**Required work:**
Everything in the data below is left aside except the lines from the one containing "mark the stem | one pin per instance." through the one containing "mark the red"; repeat those exactly.

====== Extracted information

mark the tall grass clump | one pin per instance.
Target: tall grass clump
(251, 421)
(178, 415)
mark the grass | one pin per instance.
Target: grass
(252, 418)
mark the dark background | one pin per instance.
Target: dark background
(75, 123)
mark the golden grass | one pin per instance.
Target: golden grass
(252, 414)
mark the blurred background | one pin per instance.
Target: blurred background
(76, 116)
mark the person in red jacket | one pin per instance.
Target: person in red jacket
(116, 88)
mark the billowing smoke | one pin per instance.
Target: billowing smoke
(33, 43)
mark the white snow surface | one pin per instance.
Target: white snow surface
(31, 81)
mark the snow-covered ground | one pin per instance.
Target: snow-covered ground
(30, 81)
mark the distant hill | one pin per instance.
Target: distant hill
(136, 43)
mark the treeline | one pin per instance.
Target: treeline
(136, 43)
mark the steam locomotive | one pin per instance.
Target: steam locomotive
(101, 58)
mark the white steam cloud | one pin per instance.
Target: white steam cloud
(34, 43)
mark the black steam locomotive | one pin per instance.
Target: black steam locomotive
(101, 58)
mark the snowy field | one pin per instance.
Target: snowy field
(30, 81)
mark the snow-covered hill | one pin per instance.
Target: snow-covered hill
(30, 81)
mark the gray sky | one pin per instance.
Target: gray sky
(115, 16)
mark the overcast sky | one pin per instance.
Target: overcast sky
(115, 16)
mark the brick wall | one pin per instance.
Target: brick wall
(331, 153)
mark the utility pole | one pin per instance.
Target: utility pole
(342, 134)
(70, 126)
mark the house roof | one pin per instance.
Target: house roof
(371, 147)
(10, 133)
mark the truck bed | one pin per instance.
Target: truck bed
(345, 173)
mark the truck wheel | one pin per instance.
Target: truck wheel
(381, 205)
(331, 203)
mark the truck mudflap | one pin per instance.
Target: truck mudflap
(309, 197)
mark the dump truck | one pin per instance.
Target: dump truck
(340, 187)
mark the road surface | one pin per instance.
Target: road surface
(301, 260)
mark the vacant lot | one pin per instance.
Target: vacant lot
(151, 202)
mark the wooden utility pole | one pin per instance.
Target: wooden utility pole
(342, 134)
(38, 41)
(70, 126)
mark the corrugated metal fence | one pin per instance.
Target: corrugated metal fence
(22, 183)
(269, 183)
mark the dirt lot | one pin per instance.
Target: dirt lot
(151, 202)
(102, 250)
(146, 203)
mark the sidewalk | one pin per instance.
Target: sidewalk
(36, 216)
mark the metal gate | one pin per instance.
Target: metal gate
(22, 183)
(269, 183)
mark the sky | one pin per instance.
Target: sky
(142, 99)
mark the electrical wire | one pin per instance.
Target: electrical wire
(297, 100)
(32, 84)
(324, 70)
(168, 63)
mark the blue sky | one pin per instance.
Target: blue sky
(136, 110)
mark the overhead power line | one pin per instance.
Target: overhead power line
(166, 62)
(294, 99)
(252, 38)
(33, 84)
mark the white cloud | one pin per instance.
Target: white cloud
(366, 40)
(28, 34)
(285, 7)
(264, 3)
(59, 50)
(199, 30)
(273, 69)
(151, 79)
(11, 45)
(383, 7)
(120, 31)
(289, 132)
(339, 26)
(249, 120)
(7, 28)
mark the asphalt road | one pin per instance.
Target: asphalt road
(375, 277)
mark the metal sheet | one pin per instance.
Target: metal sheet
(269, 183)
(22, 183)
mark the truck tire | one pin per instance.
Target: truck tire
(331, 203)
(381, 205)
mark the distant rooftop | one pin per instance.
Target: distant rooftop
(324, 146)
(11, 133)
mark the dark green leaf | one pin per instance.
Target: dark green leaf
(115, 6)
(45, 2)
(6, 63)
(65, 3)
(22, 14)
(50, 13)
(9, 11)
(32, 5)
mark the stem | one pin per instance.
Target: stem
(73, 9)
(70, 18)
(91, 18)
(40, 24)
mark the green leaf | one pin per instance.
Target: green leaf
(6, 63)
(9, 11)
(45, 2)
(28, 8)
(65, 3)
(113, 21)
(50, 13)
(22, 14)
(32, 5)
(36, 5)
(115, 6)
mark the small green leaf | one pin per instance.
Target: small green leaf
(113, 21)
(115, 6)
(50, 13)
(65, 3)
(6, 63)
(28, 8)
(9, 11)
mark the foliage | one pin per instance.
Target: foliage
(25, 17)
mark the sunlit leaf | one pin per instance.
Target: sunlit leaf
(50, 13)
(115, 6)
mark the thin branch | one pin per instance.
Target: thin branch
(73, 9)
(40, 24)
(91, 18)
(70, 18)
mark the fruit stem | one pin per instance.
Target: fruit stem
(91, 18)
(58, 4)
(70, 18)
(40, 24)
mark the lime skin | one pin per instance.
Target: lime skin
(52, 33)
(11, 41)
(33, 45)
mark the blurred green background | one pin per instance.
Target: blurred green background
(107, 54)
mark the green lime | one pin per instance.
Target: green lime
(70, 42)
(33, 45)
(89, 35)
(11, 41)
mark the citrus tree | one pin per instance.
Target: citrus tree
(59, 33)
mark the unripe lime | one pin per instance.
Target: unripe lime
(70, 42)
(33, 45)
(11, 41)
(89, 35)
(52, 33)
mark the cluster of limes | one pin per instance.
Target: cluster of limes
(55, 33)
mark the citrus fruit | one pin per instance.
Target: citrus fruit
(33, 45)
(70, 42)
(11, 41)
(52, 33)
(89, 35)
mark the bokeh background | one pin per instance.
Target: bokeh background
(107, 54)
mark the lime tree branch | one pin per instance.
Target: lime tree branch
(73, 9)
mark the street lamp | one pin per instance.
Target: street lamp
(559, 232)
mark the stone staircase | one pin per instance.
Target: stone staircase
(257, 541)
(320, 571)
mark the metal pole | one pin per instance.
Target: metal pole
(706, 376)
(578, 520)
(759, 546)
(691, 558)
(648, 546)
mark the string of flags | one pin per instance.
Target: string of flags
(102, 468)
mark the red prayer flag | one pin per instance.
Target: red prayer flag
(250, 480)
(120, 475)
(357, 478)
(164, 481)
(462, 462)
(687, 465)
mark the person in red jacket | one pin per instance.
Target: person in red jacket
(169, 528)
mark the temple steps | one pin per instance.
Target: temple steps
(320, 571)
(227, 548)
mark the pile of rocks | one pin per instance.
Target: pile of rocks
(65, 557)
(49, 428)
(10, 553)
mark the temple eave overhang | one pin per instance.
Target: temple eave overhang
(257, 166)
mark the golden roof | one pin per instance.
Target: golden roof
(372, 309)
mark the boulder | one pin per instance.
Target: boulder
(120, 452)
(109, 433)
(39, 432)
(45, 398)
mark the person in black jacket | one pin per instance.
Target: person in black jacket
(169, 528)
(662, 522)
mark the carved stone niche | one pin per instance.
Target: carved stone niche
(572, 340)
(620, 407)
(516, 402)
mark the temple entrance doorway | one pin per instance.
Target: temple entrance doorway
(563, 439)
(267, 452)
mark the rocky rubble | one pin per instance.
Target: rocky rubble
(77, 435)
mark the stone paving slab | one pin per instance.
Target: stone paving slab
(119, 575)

============

**Worked solution:**
mark the stem | one pin per instance.
Target: stem
(73, 9)
(70, 18)
(91, 18)
(40, 24)
mark the green leaf | one pin per instance.
Target: green leaf
(6, 63)
(9, 11)
(45, 2)
(28, 8)
(65, 3)
(113, 21)
(50, 13)
(22, 14)
(32, 5)
(36, 5)
(115, 6)
mark the small green leaf | one pin per instance.
Target: small green leaf
(113, 21)
(115, 6)
(50, 13)
(65, 3)
(6, 63)
(28, 8)
(9, 11)
mark the foliage | one pin per instance.
Target: foliage
(25, 17)
mark the sunlit leaf | one pin per instance.
Target: sunlit leaf
(50, 13)
(115, 6)
mark the thin branch | one pin per instance.
Target: thin branch
(73, 9)
(40, 24)
(91, 18)
(70, 18)
mark the fruit stem | one pin per instance.
Target: fruit stem
(91, 18)
(58, 4)
(70, 18)
(40, 24)
mark the lime skin | one pin per instance.
Target: lime skin
(52, 33)
(11, 41)
(33, 45)
mark the blurred green background | one pin per instance.
Target: blurred green background
(107, 54)
mark the green lime | one pin per instance.
Target: green lime
(70, 42)
(33, 45)
(89, 35)
(11, 41)
mark the citrus tree | one pin per instance.
Target: citrus tree
(59, 33)
mark the unripe lime | one pin per instance.
Target: unripe lime
(70, 42)
(33, 45)
(11, 41)
(89, 35)
(52, 33)
mark the cluster of limes | one pin per instance.
Target: cluster of limes
(55, 33)
mark the citrus fruit | one pin per instance.
Target: citrus fruit
(33, 45)
(70, 42)
(11, 41)
(52, 33)
(89, 35)
mark the bokeh background | one pin per instance.
Target: bokeh background
(107, 54)
mark the lime tree branch | one pin per instance.
Target: lime tree branch
(73, 9)
mark the street lamp | one pin per instance.
Target: street lamp
(559, 232)
mark the stone staircase | one pin per instance.
Target: stone staircase
(257, 541)
(320, 571)
mark the metal pole | one pin per instance.
Target: metal pole
(706, 376)
(578, 520)
(759, 546)
(691, 558)
(648, 546)
mark the string of flags | one pin per instance.
Target: string of flags
(102, 468)
mark the red prayer flag | one pin per instance.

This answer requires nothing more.